> [Metin Alıntısı]
--*--

"İçtihat Metni"
MAHKEMESİ :... Mahkemesi
Taraflar arasında İlk Derece Mahkemesince görülen ve istinaf incelemesinden geçen alacak davasında verilen karar hakkında yapılan temyiz incelemesi sonucunda, Dairece ... Bölge Adliye Mahkemesi 30. Hukuk Dairesi kararının kaldırılmasına ve İlk Derece Mahkemesi kararının bozulmasına karar verilmiştir.
İlk Derece Mahkemesince bozmaya uyularak yeniden yapılan yargılama sonucunda, 20.01.2022 tarihli karar ile davanın kısmen kabulüne karar verilmiş; bu kararın davalılar vekilleri tarafından temyizi üzerine, Dairece 13.....2022 tarihli ilâm ile bozulmasına karar verilmiştir.
İlk Derece Mahkemesi tarafından bozmaya uyularak yapılan yargılama sonucunda, yukarıda tarih ve sayısı belirtilen karar ile davanın kısmen kabulüne karar verilmiştir.
İlk Derece Mahkemesi kararı davalılar vekilleri tarafından temyiz edilmekle; kesinlik, süre, temyiz şartı ve diğer usul eksiklikleri yönünden yapılan ön inceleme sonucunda, temyiz dilekçelerinin kabulüne karar verildikten ve Tetkik Hâkimi tarafından hazırlanan rapor dinlendikten sonra dosyadaki belgeler incelenip gereği düşünüldü:
I. DAVA
Davacı vekili dava dilekçesinde; müvekkilinin davalıya ait Hastanede uzman doktor olarak çalıştığını, ... sözleşmesinin hiçbir alacağı ödenmeden, ihbar süresine uyulmadan bildirimsiz olarak feshedildiğini ileri sürerek kıdem ve ihbar tazminatları ile yıllık izin, ücret, fazla çalışma, ... bayram ve genel tatil ücreti alacaklarının davalılardan tahsiline karar verilmesini talep etmiştir.

--*--

Tespit örnekleri
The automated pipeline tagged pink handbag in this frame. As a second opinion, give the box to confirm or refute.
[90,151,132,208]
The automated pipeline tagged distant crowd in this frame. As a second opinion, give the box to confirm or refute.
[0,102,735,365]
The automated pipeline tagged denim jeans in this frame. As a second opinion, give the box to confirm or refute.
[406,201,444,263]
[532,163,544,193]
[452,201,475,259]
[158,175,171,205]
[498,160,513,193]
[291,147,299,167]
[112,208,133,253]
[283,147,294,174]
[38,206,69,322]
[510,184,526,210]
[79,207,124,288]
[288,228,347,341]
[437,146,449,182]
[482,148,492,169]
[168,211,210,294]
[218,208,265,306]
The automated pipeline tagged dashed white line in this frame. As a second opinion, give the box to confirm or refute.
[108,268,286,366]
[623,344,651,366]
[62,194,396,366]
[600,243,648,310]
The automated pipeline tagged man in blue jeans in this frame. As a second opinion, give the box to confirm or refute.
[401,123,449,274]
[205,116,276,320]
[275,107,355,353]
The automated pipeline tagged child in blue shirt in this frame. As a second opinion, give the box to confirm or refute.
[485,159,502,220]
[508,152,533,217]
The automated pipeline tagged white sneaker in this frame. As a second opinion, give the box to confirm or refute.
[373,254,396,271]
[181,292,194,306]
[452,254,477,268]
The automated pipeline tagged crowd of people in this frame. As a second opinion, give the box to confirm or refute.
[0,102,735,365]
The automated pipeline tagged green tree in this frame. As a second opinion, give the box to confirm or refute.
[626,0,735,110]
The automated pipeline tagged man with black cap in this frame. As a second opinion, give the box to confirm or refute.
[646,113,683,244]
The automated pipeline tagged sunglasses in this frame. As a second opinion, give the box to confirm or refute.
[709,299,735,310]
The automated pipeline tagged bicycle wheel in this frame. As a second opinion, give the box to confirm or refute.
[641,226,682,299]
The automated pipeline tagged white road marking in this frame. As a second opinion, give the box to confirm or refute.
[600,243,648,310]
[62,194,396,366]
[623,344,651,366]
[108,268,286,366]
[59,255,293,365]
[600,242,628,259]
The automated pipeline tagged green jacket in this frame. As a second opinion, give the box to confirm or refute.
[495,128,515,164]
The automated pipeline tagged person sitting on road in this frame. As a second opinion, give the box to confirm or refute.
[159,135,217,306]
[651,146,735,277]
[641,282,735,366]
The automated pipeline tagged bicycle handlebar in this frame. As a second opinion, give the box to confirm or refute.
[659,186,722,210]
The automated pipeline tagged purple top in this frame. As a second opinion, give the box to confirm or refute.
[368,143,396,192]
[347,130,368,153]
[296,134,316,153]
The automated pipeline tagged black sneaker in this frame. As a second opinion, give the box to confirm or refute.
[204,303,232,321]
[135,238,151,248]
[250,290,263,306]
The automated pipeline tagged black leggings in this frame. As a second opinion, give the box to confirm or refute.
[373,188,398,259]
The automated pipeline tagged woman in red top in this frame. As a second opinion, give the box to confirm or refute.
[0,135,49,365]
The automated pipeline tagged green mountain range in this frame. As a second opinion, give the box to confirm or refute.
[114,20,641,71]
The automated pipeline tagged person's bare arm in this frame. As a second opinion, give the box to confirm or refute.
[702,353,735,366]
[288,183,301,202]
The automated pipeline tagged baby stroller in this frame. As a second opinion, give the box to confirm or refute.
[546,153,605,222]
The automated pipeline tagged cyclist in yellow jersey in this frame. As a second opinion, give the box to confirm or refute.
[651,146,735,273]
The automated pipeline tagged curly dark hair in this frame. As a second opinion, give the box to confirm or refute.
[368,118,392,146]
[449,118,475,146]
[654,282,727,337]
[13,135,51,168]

--*--

> [Görevler ve Alıştırmalar]
A: Alacak davasına ilişkin içtihat metnini hiçbir değişiklik yapmadan baştan sona eksiksiz olarak yeniden yazın.
B: Kayıtlarda "The automated pipeline tagged denim" ifadesini içeren satırdan başlayıp "[437,146,449,182]" ifadesini içeren satırda biten bölümü, istekler de dahil olmak üzere yalnızca bu satırlarla yeniden yazın. Yanıtlardaki kutu koordinatlarını 0,5 ile çarparak yeniden ölçekleyin ve tam sayıya yuvarlayın; buçuklu değerleri yukarı yuvarlayın.
Metin ve kayıtlar birbirinden bağımsız iki ayrı malzemedir.

> [Nihai Sonuçlar]
A:
"İçtihat Metni"
MAHKEMESİ :... Mahkemesi
Taraflar arasında İlk Derece Mahkemesince görülen ve istinaf incelemesinden geçen alacak davasında verilen karar hakkında yapılan temyiz incelemesi sonucunda, Dairece ... Bölge Adliye Mahkemesi 30. Hukuk Dairesi kararının kaldırılmasına ve İlk Derece Mahkemesi kararının bozulmasına karar verilmiştir.
İlk Derece Mahkemesince bozmaya uyularak yeniden yapılan yargılama sonucunda, 20.01.2022 tarihli karar ile davanın kısmen kabulüne karar verilmiş; bu kararın davalılar vekilleri tarafından temyizi üzerine, Dairece 13.....2022 tarihli ilâm ile bozulmasına karar verilmiştir.
İlk Derece Mahkemesi tarafından bozmaya uyularak yapılan yargılama sonucunda, yukarıda tarih ve sayısı belirtilen karar ile davanın kısmen kabulüne karar verilmiştir.
İlk Derece Mahkemesi kararı davalılar vekilleri tarafından temyiz edilmekle; kesinlik, süre, temyiz şartı ve diğer usul eksiklikleri yönünden yapılan ön inceleme sonucunda, temyiz dilekçelerinin kabulüne karar verildikten ve Tetkik Hâkimi tarafından hazırlanan rapor dinlendikten sonra dosyadaki belgeler incelenip gereği düşünüldü:
I. DAVA
Davacı vekili dava dilekçesinde; müvekkilinin davalıya ait Hastanede uzman doktor olarak çalıştığını, ... sözleşmesinin hiçbir alacağı ödenmeden, ihbar süresine uyulmadan bildirimsiz olarak feshedildiğini ileri sürerek kıdem ve ihbar tazminatları ile yıllık izin, ücret, fazla çalışma, ... bayram ve genel tatil ücreti alacaklarının davalılardan tahsiline karar verilmesini talep etmiştir.

B:
The automated pipeline tagged denim jeans in this frame. As a second opinion, give the box to confirm or refute.
[203,101,222,132]
[266,82,272,97]
[226,101,238,130]
[79,88,86,103]
[249,80,257,97]
[146,74,150,84]
[56,104,67,127]
[142,74,147,87]
[19,103,35,161]
[255,92,263,105]
[40,104,62,144]
[144,114,174,171]
[219,73,225,91]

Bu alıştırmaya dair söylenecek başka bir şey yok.